> RECORDS FOR PROCESSING:
((

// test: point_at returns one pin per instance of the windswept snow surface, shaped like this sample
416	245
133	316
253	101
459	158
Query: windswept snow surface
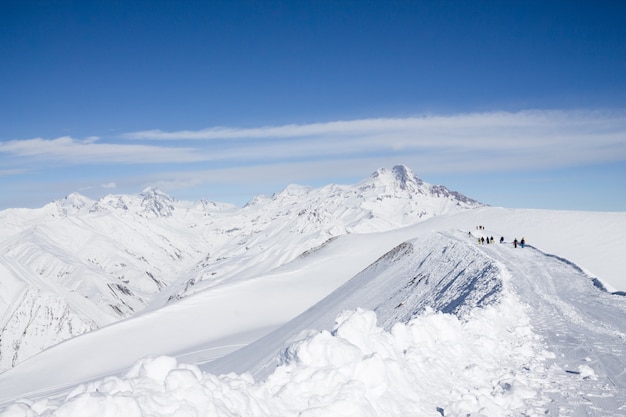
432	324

))
((

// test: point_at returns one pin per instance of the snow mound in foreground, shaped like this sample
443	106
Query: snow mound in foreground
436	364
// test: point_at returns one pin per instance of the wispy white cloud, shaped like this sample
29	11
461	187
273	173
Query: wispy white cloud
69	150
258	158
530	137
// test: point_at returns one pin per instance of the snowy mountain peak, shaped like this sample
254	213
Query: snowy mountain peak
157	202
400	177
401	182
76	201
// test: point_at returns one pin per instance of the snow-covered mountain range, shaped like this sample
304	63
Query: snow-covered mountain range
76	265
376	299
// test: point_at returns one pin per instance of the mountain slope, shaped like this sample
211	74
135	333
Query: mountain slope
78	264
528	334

))

> INSTRUCTIONS TO FOLLOW:
The answer must be a single number: how many lines in the records above contain the word "shaped".

> ANSWER TO THE EXERCISE:
6